• _LISTA DE TAREAS_:
**1)** Cita textualmente el fragmento seleccionado, comenzando por "El revuelo es" y siguiendo hasta "no inventaron nada.".
**2)** Según el fragmento seleccionado, ¿a qué candidatura renunció Carlos Verna?

• _FRAGMENTO SELECCIONADO_:
------------------------------------
El escenario
Miércoles 06 de julio de 2011 | Publicado en edición impresa
Carlos Verna gatilló la más espectacular reacción del peronismo ante el increíble proceso de concentración del poder presidencial. Su renuncia a la candidatura a gobernador de La Pampa, en rechazo de la personal manipulación de Cristina Kirchner de las listas de candidatos a legisladores, fue sólo la más teatral resistencia del peronismo conocida hasta ahora, pero no es la única. El propio Hugo Moyano habló ayer públicamente por primera vez para quejarse de su marginación electoral . Daniel Scioli recibió en su momento un consejo para que hiciera algo parecido a Verna: presionar con la continuidad de su propia candidatura para frenar la intromisión del kirchnerismo. Scioli no quiso hacer ese planteo extremo y Cristina Kirchner terminó imponiéndole hasta el candidato a vicegobernador.
El revuelo es tan grande que ayer la propia Presidenta se refirió al conflicto públicamente. Casi nunca hace eso. Su alusión a los medios como creadores de un problema inexistente fue sólo un pretexto: un candidato a gobernador del peronismo renunció; otro, José Manuel de la Sota, rompió relaciones con el kirchnerismo, y Moyano le reprochó en público la segregación del gremialismo. Los medios no inventaron nada.
Podrá decirse que Verna tuvo como precursor al cordobés De la Sota, pero eso es relativo. De la Sota nunca aceptó enviar a las oficinas presidenciales sus candidatos a legisladores y esperar luego resignado la respuesta de Cristina. El cordobés rompió la negociación con el kirchnerismo no bien entrevió las intenciones del oficialismo nacional. Verna sí lo hizo, según su propia confesión pública, creyendo en un acuerdo político previo que luego la Presidenta desconoció. Desde las oficinas presidenciales le devolvieron, rechazadas, las listas consensuadas por el PJ pampeano y lo obligaron a apoyar la candidatura a diputada nacional en primer término de María Luz Alonso, de apenas 26 años, militante de La Cámpora.
Verna y Carlos Menem fueron los senadores que provenían de franjas opositoras y que, después de las elecciones de 2009, desequilibraron el empate virtual en el Senado a favor del Gobierno. Verna tiene cuatro años más de mandato como senador nacional. No será en adelante el mismo Verna.
------------------------------------
• _FILAS EXTRAÍDAS_:
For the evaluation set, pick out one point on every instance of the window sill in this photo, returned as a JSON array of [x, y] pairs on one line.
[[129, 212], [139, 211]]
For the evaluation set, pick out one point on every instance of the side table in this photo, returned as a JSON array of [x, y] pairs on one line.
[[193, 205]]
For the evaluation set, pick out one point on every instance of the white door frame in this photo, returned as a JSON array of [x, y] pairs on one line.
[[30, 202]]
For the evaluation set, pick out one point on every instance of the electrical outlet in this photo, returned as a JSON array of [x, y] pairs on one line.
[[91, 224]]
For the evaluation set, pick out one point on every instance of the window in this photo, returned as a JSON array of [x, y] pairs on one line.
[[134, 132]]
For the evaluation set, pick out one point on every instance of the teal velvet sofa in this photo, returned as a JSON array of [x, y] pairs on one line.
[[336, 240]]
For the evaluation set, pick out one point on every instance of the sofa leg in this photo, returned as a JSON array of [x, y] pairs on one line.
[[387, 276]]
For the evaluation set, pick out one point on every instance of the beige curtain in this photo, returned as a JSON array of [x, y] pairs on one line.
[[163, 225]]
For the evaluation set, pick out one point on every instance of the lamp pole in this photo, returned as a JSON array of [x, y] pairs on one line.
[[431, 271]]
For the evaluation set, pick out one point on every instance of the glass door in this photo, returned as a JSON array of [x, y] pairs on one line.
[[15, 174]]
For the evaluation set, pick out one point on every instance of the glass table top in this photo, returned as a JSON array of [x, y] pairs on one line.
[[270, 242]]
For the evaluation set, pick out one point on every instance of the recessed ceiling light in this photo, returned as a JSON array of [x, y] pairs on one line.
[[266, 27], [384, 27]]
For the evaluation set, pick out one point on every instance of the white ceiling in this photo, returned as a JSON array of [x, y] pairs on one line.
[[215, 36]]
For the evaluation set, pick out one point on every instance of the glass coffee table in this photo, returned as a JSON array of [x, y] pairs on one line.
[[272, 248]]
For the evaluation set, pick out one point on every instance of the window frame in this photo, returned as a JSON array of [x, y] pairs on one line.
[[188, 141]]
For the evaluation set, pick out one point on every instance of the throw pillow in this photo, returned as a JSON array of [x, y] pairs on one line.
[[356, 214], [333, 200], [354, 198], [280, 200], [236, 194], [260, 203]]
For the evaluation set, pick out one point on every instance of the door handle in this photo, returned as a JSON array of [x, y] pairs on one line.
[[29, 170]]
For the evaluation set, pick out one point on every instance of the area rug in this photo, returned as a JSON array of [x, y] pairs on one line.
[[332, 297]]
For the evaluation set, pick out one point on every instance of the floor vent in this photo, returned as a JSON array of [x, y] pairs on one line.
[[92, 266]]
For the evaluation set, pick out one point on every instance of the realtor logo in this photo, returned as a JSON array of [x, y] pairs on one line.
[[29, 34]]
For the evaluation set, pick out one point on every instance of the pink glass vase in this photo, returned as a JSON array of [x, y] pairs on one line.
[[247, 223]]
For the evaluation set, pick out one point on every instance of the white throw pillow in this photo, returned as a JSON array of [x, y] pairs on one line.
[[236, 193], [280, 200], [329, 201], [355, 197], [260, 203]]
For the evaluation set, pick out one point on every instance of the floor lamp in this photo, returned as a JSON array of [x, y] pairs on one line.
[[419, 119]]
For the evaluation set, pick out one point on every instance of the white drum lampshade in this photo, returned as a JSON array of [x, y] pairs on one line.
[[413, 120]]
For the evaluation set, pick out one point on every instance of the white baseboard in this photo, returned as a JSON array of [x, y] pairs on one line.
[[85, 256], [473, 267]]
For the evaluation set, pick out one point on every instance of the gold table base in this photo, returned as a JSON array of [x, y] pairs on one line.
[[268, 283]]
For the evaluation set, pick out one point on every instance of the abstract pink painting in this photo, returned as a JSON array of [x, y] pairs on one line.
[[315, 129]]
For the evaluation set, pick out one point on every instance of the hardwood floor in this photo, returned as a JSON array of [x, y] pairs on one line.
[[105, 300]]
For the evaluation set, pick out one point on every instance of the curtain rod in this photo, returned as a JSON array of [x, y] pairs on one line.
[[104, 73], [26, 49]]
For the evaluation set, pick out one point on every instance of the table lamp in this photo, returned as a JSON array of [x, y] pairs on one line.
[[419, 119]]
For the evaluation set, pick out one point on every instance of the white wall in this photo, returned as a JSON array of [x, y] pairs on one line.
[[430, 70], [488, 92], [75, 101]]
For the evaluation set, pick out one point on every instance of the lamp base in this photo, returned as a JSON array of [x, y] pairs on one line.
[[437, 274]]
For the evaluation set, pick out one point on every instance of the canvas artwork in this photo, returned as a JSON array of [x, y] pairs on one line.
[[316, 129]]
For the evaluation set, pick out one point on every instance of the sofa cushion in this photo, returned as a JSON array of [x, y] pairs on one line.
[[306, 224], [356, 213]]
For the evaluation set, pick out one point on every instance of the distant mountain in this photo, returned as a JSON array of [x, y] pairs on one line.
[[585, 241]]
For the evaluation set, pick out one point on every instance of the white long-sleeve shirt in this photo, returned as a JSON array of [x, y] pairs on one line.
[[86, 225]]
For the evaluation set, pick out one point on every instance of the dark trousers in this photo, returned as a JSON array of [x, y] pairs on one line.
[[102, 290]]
------------------------------------
• _RESPUESTAS_:
**1)**
El revuelo es tan grande que ayer la propia Presidenta se refirió al conflicto públicamente. Casi nunca hace eso. Su alusión a los medios como creadores de un problema inexistente fue sólo un pretexto: un candidato a gobernador del peronismo renunció; otro, José Manuel de la Sota, rompió relaciones con el kirchnerismo, y Moyano le reprochó en público la segregación del gremialismo. Los medios no inventaron nada.

**2)** A la candidatura a gobernador de La Pampa.